Required action 1
In the passage below on microRNAs in myopathies, which miRNAs were consistently increased in almost all of the disease conditions and samples tested across ten human primary muscular disorders? List them all.
Required action 2
Write a continuation of the passage below on microRNA regulation in myopathies, starting after its final sentence.

Given passage
Regulation of MicroRNAs in Myopathies
MiRNAs are essential regulators of skeletal muscle health and their implication in the onset and progression of myopathies and chronic diseases associated with muscle wasting and dysfunction is of high interest. Eisenberg and colleagues observed 185 miRNAs to be commonly dysregulated across ten human primary muscular disorders (Eisenberg et al., 2007). Of these, miR-146b, miR-155, miR-214, miR-221 and miR-222 were consistently increased in almost all of the disease conditions and samples tested. Myotonic dystrophy type 1 (DM1) is the most frequently inherited neuromuscular disorder in adults. MiR-206, a regulator of muscle regeneration (Liu et al., 2012), was specifically augmented in DM1 patients when compared to healthy controls (Gambardella et al., 2010). Additionally miR-1 and miR-335 are upregulated and miR-29b, miR-29c and miR-33 downregulated in DM1 patients, when compared to control subjects suspected of a neuromuscular disorder but not presenting any pathological features (Perbellini et al., 2011). Furthermore, the cellular localization of miR-1, miR-133b and miR-206 appears disrupted in DM1 muscle. Similarly, 11 miRNAs, including the muscle enriched miRNA miR-208, are dysregulated in muscle samples from patients with myotonic dystrophy type 2 (DM2) (Greco et al., 2012).
Duchenne muscular dystrophy (DMD) is the most common and severe form of muscular dystrophy characterized by the absence of the structural membrane protein dystrophin. The muscle-enriched miR-206 is downregulated in mdx mice, a well-established animal model for DMD (McCarthy et al., 2007; Yuasa et al., 2008) and miR-206 loss-of-function accelerates the dystrophic phenotype (Liu et al., 2012). In addition to miR-206, another 11 miRNAs were found to be dysregulated in both DMD patients and mdx mice (Greco et al., 2009). In mice, these dysregulations could be rescued following therapeutic intervention, such as HDAC inhibition or restoration of nitric oxide (NO) signaling; treatments reported to ameliorate the mdx phenotype (Colussi et al., 2008). In DMD samples, miR-31 and miR-486 were also identified as regulators of muscle regeneration (Greco et al., 2009). In human DMD myoblasts, miR-31 inhibition increases dystrophin content. MiR-31 modulation is therefore proposed as a possible therapeutic strategy to ameliorate the DMD phenotype (Cacchiarelli et al., 2011). Interestingly, miR-486 expression was not altered in muscle from patients with Becker muscular dystrophy who expresses a partially functional dystrophin protein (Eisenberg et al., 2007). MiR-486 is proposed to play an important regulatory role in the PTEN (phosphatase and tensin homolog deleted on chromosome 10)/Akt pathway in dystrophin deficient (Alexander et al., 2011) and normal muscle (Small et al., 2010). The sapje mutant zebrafish is a model presenting a more severe dystrophic phenotype than the mdx mouse (Bassett and Currie, 2004). MiR-199a-5p is elevated in both sapje zebrafish and human DMD samples when compared to their respective control samples (Alexander et al., 2013). It was demonstrated that miR-199a-5p inhibits the expression of several components of the Wnt signaling pathway, a pathway that regulates satellite cell maintenance and differentiation (Polesskaya et al., 2003; Le Grand et al., 2009).

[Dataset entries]
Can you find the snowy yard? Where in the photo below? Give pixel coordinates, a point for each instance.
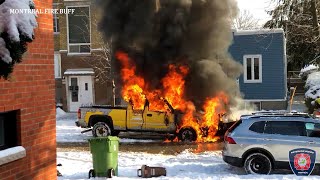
(184, 165)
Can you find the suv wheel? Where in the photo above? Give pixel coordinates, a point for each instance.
(101, 129)
(257, 163)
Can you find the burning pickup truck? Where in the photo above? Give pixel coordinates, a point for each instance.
(108, 120)
(163, 110)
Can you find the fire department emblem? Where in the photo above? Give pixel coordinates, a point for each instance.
(302, 161)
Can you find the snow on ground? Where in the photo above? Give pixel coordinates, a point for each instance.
(186, 165)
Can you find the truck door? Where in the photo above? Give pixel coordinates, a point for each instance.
(157, 121)
(134, 119)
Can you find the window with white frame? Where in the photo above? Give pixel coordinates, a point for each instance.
(8, 130)
(57, 65)
(252, 68)
(56, 27)
(79, 30)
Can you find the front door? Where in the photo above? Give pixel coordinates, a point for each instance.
(79, 91)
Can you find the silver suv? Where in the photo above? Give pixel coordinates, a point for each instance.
(261, 142)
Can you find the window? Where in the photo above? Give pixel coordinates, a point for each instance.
(8, 130)
(252, 68)
(79, 30)
(57, 65)
(56, 27)
(291, 128)
(257, 127)
(74, 91)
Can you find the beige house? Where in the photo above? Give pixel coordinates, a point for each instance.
(82, 63)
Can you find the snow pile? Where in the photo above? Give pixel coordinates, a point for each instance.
(186, 165)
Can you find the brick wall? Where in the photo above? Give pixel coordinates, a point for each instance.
(31, 90)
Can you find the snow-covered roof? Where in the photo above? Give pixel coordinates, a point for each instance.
(84, 71)
(258, 31)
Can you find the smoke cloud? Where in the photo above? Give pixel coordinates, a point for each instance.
(156, 33)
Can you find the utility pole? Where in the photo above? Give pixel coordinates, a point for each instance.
(313, 10)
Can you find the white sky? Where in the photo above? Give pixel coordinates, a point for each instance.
(257, 8)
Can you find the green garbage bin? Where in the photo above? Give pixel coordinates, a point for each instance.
(104, 152)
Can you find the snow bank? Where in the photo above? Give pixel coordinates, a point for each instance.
(15, 24)
(186, 165)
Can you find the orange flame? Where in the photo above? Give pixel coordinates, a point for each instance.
(135, 90)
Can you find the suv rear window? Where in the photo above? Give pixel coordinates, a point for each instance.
(290, 128)
(234, 126)
(257, 127)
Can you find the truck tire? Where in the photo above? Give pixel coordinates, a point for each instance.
(115, 133)
(187, 135)
(101, 129)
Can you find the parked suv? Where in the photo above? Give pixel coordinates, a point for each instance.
(261, 142)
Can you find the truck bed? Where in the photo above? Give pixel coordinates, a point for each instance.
(105, 107)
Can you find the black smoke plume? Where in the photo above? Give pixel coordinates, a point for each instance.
(156, 33)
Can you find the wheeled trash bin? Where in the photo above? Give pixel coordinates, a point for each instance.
(104, 152)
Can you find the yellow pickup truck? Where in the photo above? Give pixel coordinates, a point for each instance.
(109, 120)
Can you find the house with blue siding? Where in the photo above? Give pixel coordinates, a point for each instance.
(263, 56)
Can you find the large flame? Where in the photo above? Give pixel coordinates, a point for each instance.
(135, 90)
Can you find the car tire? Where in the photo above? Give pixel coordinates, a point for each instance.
(257, 163)
(101, 129)
(187, 135)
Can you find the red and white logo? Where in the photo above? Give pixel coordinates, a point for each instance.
(302, 161)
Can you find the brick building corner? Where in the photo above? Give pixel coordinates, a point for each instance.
(29, 97)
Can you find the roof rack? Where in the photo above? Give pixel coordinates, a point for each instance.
(276, 114)
(304, 115)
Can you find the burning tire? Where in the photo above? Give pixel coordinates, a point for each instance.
(187, 135)
(101, 129)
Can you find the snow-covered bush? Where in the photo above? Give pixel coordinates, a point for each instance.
(312, 87)
(308, 69)
(16, 30)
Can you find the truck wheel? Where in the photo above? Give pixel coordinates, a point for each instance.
(187, 135)
(115, 133)
(101, 129)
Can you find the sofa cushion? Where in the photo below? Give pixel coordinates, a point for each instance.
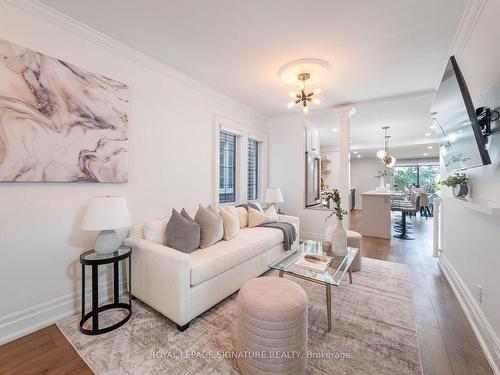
(216, 259)
(256, 218)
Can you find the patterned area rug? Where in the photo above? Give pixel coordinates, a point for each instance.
(373, 332)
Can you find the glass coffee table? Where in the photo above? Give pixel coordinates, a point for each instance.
(331, 277)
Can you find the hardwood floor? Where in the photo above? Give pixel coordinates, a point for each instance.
(447, 343)
(43, 352)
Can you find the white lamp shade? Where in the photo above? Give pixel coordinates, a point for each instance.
(106, 213)
(274, 195)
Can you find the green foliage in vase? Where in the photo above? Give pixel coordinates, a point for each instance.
(385, 173)
(455, 180)
(337, 210)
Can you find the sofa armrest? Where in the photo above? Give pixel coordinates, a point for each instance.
(296, 223)
(161, 278)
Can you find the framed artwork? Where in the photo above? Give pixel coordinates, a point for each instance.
(58, 122)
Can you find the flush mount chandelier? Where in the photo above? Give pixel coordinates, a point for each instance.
(298, 72)
(301, 97)
(383, 155)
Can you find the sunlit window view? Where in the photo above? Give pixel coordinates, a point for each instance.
(424, 176)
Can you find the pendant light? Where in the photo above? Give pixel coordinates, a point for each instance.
(383, 155)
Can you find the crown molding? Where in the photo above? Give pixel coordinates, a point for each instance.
(468, 21)
(84, 31)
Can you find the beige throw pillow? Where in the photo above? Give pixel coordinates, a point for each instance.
(212, 227)
(242, 214)
(156, 231)
(231, 223)
(256, 218)
(212, 209)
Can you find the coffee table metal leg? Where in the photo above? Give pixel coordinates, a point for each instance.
(329, 305)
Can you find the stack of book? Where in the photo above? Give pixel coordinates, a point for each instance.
(313, 262)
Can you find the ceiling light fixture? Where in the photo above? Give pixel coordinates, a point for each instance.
(298, 72)
(301, 97)
(383, 155)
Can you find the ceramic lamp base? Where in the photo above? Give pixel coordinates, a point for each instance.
(107, 241)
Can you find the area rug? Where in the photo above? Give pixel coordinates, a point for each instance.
(373, 332)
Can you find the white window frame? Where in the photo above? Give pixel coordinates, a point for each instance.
(243, 134)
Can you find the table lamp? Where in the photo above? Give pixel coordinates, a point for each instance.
(273, 196)
(106, 214)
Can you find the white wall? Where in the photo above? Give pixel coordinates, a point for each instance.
(363, 172)
(332, 179)
(470, 240)
(171, 164)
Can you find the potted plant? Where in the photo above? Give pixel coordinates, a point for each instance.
(337, 236)
(459, 183)
(381, 175)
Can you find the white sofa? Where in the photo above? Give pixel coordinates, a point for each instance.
(182, 286)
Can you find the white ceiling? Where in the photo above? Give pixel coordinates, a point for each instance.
(376, 48)
(408, 118)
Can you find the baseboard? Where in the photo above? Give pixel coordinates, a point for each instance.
(304, 236)
(24, 322)
(489, 342)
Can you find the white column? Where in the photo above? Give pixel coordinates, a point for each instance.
(344, 114)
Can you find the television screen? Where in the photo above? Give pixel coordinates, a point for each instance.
(459, 135)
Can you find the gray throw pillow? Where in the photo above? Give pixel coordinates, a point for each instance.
(182, 234)
(246, 205)
(185, 215)
(211, 225)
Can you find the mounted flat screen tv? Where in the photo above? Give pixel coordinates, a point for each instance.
(462, 144)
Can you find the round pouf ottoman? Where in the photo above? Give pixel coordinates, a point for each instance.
(272, 327)
(354, 240)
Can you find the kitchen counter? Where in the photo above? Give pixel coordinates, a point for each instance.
(376, 213)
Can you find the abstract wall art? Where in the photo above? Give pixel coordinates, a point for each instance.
(58, 122)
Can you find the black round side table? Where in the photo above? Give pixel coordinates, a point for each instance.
(94, 259)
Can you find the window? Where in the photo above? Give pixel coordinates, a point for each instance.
(227, 167)
(253, 169)
(424, 176)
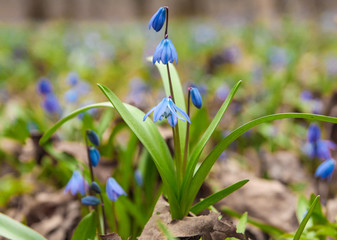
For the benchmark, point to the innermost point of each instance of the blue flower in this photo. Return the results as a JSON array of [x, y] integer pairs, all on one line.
[[196, 97], [166, 108], [314, 133], [325, 170], [158, 19], [76, 184], [165, 52], [90, 201], [44, 86], [51, 104], [94, 156], [114, 190], [92, 135]]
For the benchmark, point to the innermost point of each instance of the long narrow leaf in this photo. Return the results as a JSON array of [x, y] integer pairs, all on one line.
[[150, 137], [11, 229], [53, 129], [207, 164], [204, 139], [216, 197], [305, 220]]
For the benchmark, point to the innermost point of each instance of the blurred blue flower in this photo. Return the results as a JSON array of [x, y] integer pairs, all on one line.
[[166, 108], [94, 156], [51, 104], [114, 190], [44, 86], [314, 133], [165, 52], [90, 201], [325, 170], [196, 97], [158, 19], [92, 135], [76, 184]]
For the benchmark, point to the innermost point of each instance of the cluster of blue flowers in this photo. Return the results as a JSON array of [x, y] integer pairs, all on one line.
[[316, 147]]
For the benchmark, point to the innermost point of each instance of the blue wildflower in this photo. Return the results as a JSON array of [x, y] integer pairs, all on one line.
[[325, 170], [165, 52], [76, 184], [158, 19], [44, 86], [94, 156], [51, 104], [92, 135], [166, 108], [90, 201], [114, 190], [196, 97], [314, 133]]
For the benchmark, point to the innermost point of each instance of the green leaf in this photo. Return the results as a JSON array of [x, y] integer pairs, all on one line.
[[204, 139], [305, 219], [207, 164], [148, 134], [241, 227], [178, 96], [11, 229], [86, 229], [216, 197], [53, 129]]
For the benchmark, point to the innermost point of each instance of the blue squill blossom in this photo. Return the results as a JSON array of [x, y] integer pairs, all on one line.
[[314, 133], [325, 170], [196, 97], [114, 190], [94, 156], [165, 52], [158, 19], [76, 184], [44, 86], [167, 109]]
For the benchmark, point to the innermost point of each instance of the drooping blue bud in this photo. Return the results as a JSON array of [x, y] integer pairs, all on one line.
[[95, 187], [314, 133], [114, 190], [196, 97], [94, 156], [165, 52], [325, 170], [158, 19], [90, 201], [44, 86], [93, 137]]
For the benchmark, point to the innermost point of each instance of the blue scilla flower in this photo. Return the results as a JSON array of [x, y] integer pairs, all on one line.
[[166, 108], [320, 149], [51, 104], [114, 190], [325, 170], [94, 156], [165, 52], [314, 133], [158, 19], [76, 184], [44, 86], [196, 97]]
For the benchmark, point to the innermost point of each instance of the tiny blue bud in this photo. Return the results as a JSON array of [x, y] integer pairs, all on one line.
[[196, 97], [93, 137], [158, 19], [95, 187], [90, 201], [44, 86], [94, 156], [314, 133], [114, 190]]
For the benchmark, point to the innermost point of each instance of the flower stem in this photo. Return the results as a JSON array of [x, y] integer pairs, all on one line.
[[187, 131]]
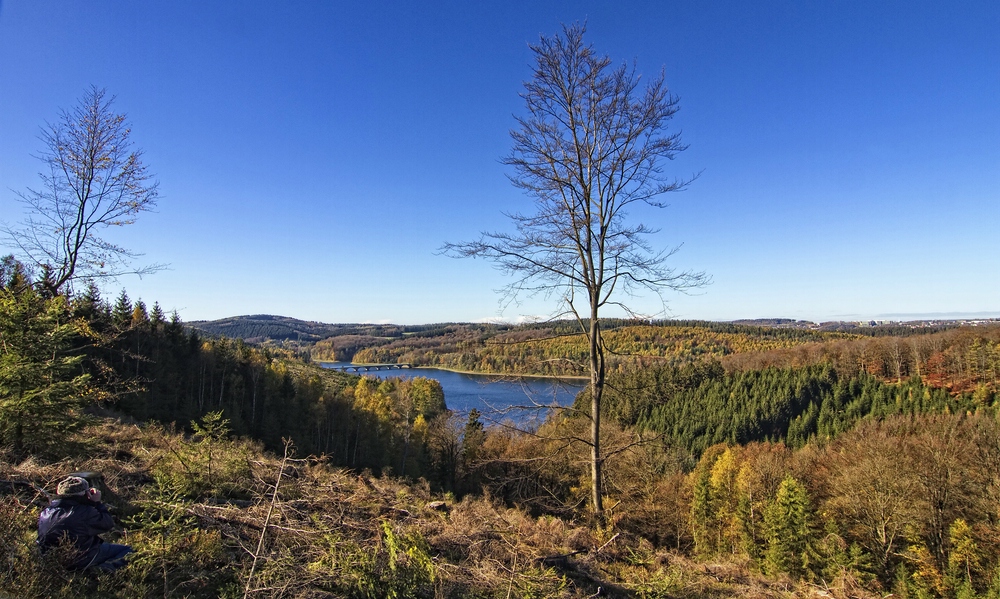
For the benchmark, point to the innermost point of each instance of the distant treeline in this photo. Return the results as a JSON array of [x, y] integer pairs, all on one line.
[[700, 405], [64, 357]]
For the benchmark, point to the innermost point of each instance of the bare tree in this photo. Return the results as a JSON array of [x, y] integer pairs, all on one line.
[[591, 145], [93, 179]]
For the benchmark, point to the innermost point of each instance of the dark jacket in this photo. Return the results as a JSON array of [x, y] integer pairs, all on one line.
[[80, 520]]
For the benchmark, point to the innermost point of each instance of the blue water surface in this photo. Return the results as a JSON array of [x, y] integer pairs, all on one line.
[[497, 398]]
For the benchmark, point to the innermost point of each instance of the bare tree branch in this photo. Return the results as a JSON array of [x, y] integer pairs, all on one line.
[[592, 143], [94, 179]]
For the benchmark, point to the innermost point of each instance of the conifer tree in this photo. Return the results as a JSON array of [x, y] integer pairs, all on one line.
[[786, 524]]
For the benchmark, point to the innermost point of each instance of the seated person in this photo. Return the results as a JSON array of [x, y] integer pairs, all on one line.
[[79, 516]]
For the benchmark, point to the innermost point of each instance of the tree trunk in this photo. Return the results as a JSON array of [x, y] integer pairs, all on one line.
[[596, 391]]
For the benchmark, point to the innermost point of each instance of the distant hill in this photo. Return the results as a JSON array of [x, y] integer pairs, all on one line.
[[260, 328]]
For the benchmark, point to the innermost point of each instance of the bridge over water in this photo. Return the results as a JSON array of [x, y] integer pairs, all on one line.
[[370, 367]]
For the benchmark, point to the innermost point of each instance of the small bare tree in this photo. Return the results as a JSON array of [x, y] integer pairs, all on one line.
[[591, 145], [93, 179]]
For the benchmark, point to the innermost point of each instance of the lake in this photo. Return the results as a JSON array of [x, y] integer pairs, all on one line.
[[493, 396]]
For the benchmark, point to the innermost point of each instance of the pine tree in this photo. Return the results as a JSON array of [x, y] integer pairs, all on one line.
[[42, 388], [787, 526]]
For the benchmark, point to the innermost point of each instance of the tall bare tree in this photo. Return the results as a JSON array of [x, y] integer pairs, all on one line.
[[93, 179], [591, 145]]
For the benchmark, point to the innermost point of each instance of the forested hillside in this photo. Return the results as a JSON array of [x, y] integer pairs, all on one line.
[[740, 461]]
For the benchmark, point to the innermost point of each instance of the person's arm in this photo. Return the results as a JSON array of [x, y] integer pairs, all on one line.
[[99, 519]]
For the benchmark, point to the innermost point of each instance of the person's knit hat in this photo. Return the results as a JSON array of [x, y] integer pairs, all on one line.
[[72, 486]]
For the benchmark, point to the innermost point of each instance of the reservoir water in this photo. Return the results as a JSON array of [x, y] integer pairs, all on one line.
[[495, 397]]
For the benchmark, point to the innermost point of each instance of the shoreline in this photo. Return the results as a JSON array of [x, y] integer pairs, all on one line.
[[507, 376], [490, 374]]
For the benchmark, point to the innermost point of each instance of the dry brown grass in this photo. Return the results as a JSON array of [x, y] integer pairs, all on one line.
[[336, 533]]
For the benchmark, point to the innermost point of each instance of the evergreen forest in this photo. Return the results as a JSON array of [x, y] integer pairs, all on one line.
[[742, 459]]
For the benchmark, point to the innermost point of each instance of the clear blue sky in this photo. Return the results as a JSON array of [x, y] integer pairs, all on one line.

Answer 1
miR-146b, miR-155, miR-214, miR-221 and miR-222

Answer 2
Chronic diseases associated with muscle wasting are associated with miRNA dysregulation. MiR-1 downregulation is observed in patients with chronic obstructive pulmonary disease (COPD) and is associated with a downregulation of the MRTF-SRF axis (Lewis et al., 2012); an important transcriptional complex regulating muscle gene expression (Cen et al., 2004; Charvet et al., 2006; Miano et al., 2007). Amyotrophic lateral sclerosis (ALS), a severe motor neuron disorder, is characterized by progressive degeneration of upper and lower motor neurons, a decline in strength, severe muscle atrophy, respiratory insufficiency (Pasinelli and Brown, 2006) and mitochondrial dysfunction (Menzies et al., 2002). We have recently identified an increase in miR-23a in skeletal muscle of ALS patients when compared to healthy controls (Russell et al., 2012). It was established in vitro that miR-23a negatively regulates peroxisome proliferator-activated receptor gamma coactivator 1-alpha (PGC-1α) (Russell et al., 2012), a key activator of mitochondrial biogenesis and function. Therapeutic inhibition of miR-23a may rescue PGC-1α activity and ameliorate the ALS phenotype, however this remains to be established. Sixteen miRNAs were dysregulated in patients with laminopathies, a class of myopathies presenting mutations in the lamin A/C gene (Sylvius et al., 2011). Of these, miR-100, miR-192 and miR-135, were directly involved in C2C12 myoblast proliferation and differentiation. In muscle from children suffering from dermatomyositis, an upregulation of 33 miRNAs was observed (Eisenberg et al., 2007). However, miR-126 was specifically downregulated in patients in the early stage of the disease when compared to healthy controls (Kim et al., 2012). MiR-126 is proposed to play a specific role in the early but not in the late stage of juvenile dermatomyositis by promoting the expression of the vascular cell adhesion molecule 1 (VCAM-1), a protein normally expressed in developing but not in mature healthy muscle fibers.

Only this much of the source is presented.